**Problem**: Format the lines below as a Markdown table with two columns, Row and Line, leaving out any blank lines.

**Data**:
■ ■ ■

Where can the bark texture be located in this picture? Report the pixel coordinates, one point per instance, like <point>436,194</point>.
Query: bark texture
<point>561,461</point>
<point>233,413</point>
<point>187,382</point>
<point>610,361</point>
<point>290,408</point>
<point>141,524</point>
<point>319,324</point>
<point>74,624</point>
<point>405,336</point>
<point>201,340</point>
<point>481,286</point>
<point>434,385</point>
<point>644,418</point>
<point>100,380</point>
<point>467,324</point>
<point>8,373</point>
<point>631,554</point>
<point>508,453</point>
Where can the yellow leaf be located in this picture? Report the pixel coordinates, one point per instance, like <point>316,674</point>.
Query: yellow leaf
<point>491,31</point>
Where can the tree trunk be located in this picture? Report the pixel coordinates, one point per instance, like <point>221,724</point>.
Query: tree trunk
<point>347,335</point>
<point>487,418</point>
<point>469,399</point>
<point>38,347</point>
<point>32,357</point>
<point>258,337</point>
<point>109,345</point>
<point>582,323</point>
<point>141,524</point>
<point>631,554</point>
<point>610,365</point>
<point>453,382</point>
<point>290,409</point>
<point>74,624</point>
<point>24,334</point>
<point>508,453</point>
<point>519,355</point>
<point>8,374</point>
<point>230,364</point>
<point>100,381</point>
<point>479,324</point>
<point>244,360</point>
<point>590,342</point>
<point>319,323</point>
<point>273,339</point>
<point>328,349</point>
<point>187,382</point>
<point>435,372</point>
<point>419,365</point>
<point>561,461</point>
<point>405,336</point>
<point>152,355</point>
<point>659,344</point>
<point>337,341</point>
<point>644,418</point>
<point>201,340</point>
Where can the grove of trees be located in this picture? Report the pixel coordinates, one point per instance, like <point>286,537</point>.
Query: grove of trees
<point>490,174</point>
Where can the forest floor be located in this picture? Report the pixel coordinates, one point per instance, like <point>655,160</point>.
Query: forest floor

■ ■ ■

**Result**:
| Row | Line |
|---|---|
| 1 | Where can the bark texture be located in this picture? Report the pixel coordinates, one point per instance, like <point>436,194</point>. |
| 2 | Query: bark texture |
| 3 | <point>561,461</point> |
| 4 | <point>233,413</point> |
| 5 | <point>187,382</point> |
| 6 | <point>610,361</point> |
| 7 | <point>290,408</point> |
| 8 | <point>141,524</point> |
| 9 | <point>319,324</point> |
| 10 | <point>74,624</point> |
| 11 | <point>405,336</point> |
| 12 | <point>201,340</point> |
| 13 | <point>481,286</point> |
| 14 | <point>434,385</point> |
| 15 | <point>644,418</point> |
| 16 | <point>100,380</point> |
| 17 | <point>467,324</point> |
| 18 | <point>8,373</point> |
| 19 | <point>631,554</point> |
| 20 | <point>508,453</point> |
| 21 | Where can the yellow leaf be located in this picture? Report the pixel coordinates, one point per instance, like <point>316,674</point>. |
| 22 | Query: yellow leaf |
| 23 | <point>491,31</point> |
| 24 | Where can the tree trunk be located in this picture? Report the pixel coordinates, one point per instance, like <point>221,724</point>. |
| 25 | Query: tree trunk |
| 26 | <point>347,335</point> |
| 27 | <point>487,418</point> |
| 28 | <point>469,399</point> |
| 29 | <point>38,347</point> |
| 30 | <point>32,357</point> |
| 31 | <point>258,337</point> |
| 32 | <point>109,345</point> |
| 33 | <point>582,323</point> |
| 34 | <point>141,524</point> |
| 35 | <point>631,554</point> |
| 36 | <point>610,365</point> |
| 37 | <point>453,382</point> |
| 38 | <point>290,409</point> |
| 39 | <point>74,624</point> |
| 40 | <point>24,334</point> |
| 41 | <point>508,453</point> |
| 42 | <point>519,355</point> |
| 43 | <point>8,374</point> |
| 44 | <point>230,364</point> |
| 45 | <point>100,381</point> |
| 46 | <point>479,324</point> |
| 47 | <point>244,360</point> |
| 48 | <point>590,342</point> |
| 49 | <point>319,323</point> |
| 50 | <point>273,339</point> |
| 51 | <point>328,349</point> |
| 52 | <point>187,382</point> |
| 53 | <point>435,372</point> |
| 54 | <point>419,365</point> |
| 55 | <point>561,461</point> |
| 56 | <point>405,336</point> |
| 57 | <point>152,355</point> |
| 58 | <point>659,344</point> |
| 59 | <point>337,341</point> |
| 60 | <point>644,418</point> |
| 61 | <point>201,340</point> |
| 62 | Where can the grove of trees be located in this picture? Report the pixel coordinates, one point per instance, like <point>286,537</point>. |
| 63 | Query: grove of trees |
| 64 | <point>490,174</point> |
| 65 | Where can the forest floor be located in this picture? Report the pixel coordinates, one point per instance, like <point>655,160</point>. |
| 66 | Query: forest floor |